Stored data:
────────────────────────────────────────
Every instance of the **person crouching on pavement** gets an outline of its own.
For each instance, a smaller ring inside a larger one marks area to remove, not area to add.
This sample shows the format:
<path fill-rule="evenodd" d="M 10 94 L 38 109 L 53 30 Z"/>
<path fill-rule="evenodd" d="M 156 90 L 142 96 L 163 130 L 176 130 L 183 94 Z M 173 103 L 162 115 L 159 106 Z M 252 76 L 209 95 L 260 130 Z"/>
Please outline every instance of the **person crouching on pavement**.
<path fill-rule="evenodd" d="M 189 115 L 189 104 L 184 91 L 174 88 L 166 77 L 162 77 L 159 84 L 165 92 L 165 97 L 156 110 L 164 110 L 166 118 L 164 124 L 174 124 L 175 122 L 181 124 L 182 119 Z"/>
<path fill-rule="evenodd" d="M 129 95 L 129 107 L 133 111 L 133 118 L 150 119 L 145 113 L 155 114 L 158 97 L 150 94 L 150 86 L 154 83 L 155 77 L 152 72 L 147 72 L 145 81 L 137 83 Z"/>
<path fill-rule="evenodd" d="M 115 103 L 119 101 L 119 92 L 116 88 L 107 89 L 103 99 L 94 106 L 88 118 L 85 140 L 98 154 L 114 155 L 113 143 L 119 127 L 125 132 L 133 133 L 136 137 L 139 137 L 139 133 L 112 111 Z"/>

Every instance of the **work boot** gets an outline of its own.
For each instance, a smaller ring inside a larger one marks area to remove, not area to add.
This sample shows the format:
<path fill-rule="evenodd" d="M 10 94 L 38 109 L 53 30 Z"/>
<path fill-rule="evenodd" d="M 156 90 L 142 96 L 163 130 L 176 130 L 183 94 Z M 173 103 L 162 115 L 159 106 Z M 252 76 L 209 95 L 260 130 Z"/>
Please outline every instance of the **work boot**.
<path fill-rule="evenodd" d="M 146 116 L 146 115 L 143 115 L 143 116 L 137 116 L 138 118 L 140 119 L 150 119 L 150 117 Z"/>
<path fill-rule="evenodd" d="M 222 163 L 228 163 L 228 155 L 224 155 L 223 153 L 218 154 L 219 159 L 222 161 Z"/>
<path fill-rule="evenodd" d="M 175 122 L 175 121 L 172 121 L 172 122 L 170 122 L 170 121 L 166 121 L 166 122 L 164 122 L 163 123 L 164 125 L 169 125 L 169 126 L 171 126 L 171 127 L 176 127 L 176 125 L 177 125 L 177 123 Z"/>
────────────────────────────────────────
Only an exact transcription of all the entries will do.

Every instance of the **person crouching on pavement** gets an outline of its own.
For each instance, a smaller ring inside a larger one marks area to remove, not area to add.
This sample shows the format:
<path fill-rule="evenodd" d="M 10 94 L 38 109 L 53 30 Z"/>
<path fill-rule="evenodd" d="M 156 90 L 142 96 L 163 130 L 176 130 L 183 94 Z M 173 103 L 162 115 L 159 106 Z M 252 76 L 209 95 L 260 130 Z"/>
Please outline every instance of the **person crouching on pavement**.
<path fill-rule="evenodd" d="M 189 115 L 189 104 L 184 91 L 174 88 L 166 77 L 162 77 L 159 84 L 165 92 L 165 97 L 156 110 L 164 110 L 166 118 L 164 124 L 174 124 L 175 122 L 181 124 L 182 119 Z"/>
<path fill-rule="evenodd" d="M 129 95 L 129 107 L 133 111 L 133 118 L 150 119 L 145 113 L 155 114 L 158 97 L 150 94 L 150 86 L 154 83 L 155 77 L 152 72 L 147 72 L 145 81 L 137 83 Z"/>
<path fill-rule="evenodd" d="M 115 103 L 119 101 L 119 92 L 116 88 L 107 89 L 103 99 L 94 106 L 88 118 L 85 140 L 98 154 L 114 155 L 113 143 L 119 127 L 125 132 L 133 133 L 136 137 L 139 137 L 139 133 L 112 111 Z"/>

Every instance of the **work boot** gets an outline of its own.
For each instance, a smaller ring inside a larger one marks area to remove, not area to add.
This sample shows the format:
<path fill-rule="evenodd" d="M 10 94 L 38 109 L 53 30 Z"/>
<path fill-rule="evenodd" d="M 156 90 L 142 96 L 163 130 L 176 130 L 183 94 Z M 173 103 L 162 115 L 159 106 Z M 252 76 L 209 95 L 260 130 Z"/>
Please outline every instance of the **work boot**.
<path fill-rule="evenodd" d="M 146 116 L 146 115 L 143 115 L 143 116 L 137 116 L 138 118 L 140 119 L 150 119 L 150 117 Z"/>
<path fill-rule="evenodd" d="M 222 163 L 228 163 L 228 155 L 224 155 L 223 153 L 218 154 L 219 159 L 222 161 Z"/>
<path fill-rule="evenodd" d="M 175 122 L 175 121 L 172 121 L 172 122 L 170 122 L 170 121 L 166 121 L 166 122 L 164 122 L 163 123 L 164 125 L 169 125 L 169 126 L 171 126 L 171 127 L 176 127 L 176 125 L 177 125 L 177 123 Z"/>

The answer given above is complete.